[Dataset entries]

BEGIN

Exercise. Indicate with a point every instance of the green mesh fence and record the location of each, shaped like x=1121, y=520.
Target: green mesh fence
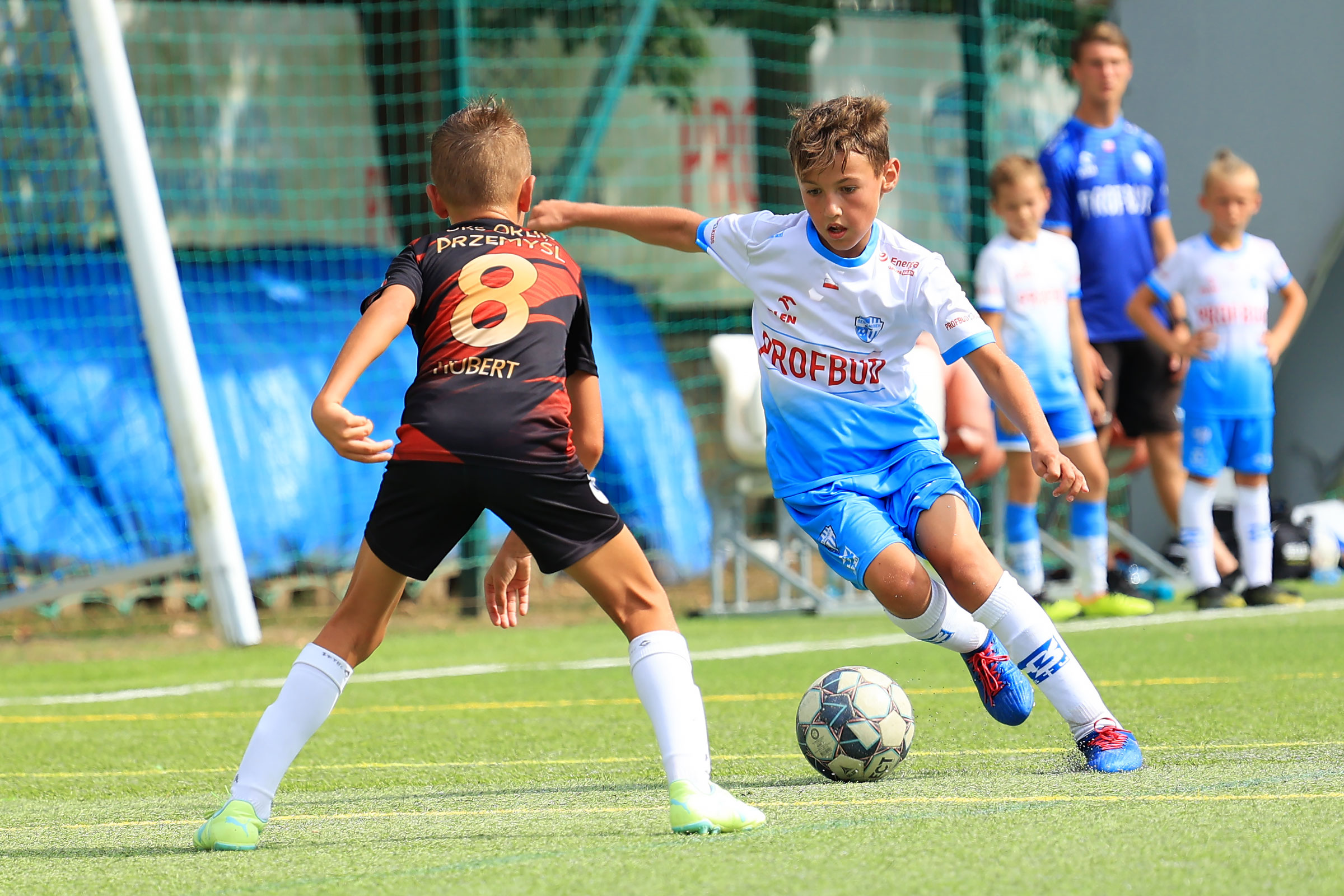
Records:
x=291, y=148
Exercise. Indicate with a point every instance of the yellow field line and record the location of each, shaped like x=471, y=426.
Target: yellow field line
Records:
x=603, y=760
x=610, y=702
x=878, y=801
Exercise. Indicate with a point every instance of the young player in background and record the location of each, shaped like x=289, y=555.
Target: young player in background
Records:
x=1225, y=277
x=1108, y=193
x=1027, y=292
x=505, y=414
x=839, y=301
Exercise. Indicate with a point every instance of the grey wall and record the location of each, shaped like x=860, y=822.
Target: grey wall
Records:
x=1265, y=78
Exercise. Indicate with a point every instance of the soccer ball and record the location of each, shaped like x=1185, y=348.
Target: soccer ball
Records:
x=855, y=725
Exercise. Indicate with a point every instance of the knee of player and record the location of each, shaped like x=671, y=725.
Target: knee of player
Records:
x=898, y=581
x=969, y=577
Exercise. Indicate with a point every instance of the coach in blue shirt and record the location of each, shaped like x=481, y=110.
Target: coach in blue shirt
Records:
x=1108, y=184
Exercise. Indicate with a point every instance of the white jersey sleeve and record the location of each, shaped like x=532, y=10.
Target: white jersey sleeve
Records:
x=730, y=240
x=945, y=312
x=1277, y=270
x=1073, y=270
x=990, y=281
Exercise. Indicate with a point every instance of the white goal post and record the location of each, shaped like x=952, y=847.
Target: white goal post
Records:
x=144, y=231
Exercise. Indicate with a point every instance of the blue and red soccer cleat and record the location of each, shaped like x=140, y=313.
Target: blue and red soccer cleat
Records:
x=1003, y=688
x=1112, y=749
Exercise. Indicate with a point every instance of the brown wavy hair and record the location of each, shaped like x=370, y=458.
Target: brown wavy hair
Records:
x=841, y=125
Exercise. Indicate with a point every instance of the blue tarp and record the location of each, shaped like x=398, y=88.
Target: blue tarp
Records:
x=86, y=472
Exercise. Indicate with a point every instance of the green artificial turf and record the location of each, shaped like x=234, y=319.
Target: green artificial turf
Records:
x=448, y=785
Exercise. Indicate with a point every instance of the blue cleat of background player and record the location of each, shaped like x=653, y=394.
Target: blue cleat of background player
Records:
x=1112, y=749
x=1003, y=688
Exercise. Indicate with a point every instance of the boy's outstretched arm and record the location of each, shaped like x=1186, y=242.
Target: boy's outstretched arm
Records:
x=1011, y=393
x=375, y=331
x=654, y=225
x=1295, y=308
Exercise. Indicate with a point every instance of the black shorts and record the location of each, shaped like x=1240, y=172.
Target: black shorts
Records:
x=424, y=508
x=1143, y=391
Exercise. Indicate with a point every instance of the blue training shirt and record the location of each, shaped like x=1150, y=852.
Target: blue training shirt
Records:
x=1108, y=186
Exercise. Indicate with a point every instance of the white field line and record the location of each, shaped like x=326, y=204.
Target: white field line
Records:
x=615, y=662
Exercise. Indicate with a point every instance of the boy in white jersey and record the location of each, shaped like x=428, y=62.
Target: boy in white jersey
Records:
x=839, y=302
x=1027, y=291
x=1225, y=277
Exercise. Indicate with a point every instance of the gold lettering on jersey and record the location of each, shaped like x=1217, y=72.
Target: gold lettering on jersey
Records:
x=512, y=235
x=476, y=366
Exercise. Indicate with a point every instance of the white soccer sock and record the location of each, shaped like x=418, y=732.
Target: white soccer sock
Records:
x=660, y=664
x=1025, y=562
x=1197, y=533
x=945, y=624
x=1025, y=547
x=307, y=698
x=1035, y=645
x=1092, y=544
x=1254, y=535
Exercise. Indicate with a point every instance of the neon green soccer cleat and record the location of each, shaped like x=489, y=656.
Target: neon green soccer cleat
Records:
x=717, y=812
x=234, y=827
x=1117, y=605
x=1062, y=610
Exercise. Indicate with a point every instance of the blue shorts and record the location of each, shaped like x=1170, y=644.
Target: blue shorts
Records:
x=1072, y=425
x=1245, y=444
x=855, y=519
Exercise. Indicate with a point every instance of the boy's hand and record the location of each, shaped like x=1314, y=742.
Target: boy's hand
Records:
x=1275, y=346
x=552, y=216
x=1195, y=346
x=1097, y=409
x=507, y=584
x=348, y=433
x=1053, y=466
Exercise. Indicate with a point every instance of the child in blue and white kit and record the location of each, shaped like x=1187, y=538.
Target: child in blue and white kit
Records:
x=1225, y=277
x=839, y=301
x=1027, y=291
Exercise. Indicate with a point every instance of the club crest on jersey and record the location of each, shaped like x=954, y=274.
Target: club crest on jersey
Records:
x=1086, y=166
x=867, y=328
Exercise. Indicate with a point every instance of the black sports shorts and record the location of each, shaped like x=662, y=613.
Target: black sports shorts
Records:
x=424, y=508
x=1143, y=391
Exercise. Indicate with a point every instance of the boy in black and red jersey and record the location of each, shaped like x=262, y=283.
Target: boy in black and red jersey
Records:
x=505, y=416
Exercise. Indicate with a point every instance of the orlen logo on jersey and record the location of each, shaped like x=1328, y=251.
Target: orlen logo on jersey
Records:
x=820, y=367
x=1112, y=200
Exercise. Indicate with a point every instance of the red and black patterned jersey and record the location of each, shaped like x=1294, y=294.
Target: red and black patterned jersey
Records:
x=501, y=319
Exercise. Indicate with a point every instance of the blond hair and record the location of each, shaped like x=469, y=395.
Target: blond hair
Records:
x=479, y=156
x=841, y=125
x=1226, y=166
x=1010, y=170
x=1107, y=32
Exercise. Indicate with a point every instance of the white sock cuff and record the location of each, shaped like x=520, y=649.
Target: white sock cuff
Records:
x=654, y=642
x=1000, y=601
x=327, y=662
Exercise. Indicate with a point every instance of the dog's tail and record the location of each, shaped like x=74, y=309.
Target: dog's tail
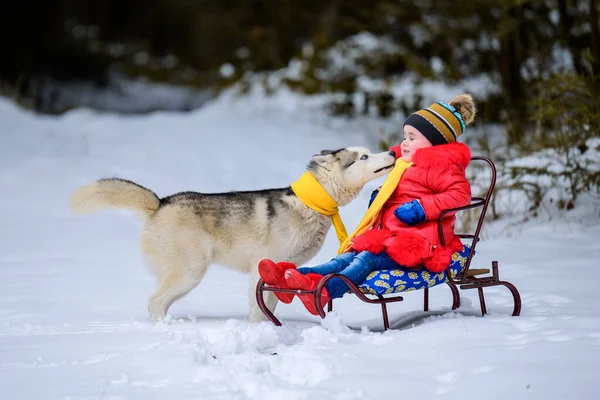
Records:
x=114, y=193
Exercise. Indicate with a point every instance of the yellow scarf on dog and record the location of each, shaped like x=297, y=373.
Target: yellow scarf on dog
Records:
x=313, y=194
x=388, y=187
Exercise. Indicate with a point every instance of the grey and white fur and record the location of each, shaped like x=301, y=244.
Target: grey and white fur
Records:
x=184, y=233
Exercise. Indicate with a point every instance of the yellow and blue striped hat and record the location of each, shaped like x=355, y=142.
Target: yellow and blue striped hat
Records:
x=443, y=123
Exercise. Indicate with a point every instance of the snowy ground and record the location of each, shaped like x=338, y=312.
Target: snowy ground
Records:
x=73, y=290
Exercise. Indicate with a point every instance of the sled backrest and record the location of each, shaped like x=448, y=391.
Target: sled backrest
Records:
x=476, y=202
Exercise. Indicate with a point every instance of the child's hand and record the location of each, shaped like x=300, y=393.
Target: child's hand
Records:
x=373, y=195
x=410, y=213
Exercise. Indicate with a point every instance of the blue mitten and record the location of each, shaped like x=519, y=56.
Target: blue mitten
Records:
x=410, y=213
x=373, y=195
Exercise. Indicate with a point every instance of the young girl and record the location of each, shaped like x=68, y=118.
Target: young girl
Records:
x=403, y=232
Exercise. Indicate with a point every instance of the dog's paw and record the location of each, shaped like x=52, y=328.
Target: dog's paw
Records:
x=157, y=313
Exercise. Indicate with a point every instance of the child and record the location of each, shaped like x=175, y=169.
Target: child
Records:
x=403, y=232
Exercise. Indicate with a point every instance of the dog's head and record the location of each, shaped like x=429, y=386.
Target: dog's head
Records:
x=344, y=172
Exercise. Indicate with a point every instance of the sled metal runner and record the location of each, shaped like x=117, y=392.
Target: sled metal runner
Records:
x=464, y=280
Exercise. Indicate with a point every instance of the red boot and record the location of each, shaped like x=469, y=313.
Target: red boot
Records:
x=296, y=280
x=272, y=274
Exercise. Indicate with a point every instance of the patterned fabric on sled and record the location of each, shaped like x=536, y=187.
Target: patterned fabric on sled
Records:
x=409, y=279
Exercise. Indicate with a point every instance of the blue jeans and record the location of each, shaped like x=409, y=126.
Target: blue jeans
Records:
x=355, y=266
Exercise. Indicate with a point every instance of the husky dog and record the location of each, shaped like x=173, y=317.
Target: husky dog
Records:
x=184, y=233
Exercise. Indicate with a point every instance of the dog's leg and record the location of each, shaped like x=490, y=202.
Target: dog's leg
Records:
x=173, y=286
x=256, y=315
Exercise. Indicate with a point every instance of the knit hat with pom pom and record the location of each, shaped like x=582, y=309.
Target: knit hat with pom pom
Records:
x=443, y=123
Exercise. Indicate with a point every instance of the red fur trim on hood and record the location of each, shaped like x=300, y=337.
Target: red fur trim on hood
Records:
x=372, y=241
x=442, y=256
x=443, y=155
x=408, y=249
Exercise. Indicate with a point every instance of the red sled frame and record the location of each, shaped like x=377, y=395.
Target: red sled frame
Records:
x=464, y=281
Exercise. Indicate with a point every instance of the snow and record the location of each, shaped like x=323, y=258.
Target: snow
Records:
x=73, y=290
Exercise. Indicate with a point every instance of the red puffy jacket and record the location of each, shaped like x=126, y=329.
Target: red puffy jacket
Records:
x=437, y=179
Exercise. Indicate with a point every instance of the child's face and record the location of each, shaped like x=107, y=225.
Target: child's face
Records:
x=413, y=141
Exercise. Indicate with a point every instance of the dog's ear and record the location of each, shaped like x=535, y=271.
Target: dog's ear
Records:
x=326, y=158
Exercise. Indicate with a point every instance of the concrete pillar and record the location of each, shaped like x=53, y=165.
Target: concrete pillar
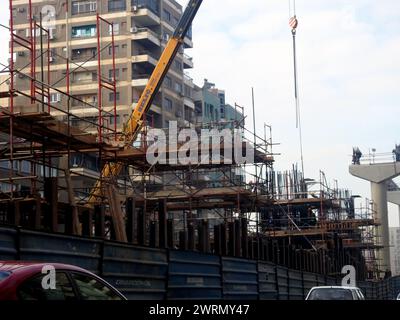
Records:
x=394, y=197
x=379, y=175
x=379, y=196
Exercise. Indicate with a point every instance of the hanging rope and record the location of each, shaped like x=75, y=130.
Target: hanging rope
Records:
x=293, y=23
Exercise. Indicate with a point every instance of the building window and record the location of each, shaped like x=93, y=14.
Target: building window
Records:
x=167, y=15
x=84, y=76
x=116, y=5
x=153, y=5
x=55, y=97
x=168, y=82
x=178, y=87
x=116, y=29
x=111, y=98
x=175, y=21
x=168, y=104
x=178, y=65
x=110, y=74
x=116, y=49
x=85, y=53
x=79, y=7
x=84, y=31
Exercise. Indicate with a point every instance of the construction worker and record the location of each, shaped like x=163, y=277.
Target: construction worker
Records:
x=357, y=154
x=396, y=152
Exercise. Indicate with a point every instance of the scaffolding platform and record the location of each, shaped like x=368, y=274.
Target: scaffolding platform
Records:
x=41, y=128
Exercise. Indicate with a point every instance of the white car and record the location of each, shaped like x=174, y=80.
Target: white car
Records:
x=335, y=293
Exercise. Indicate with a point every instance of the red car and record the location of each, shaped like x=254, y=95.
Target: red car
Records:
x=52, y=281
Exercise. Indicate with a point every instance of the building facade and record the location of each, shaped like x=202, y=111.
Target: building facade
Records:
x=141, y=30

END

• [Task statement]:
A single number, please: the count of lines above that contain the string "fabric".

• [Task answer]:
2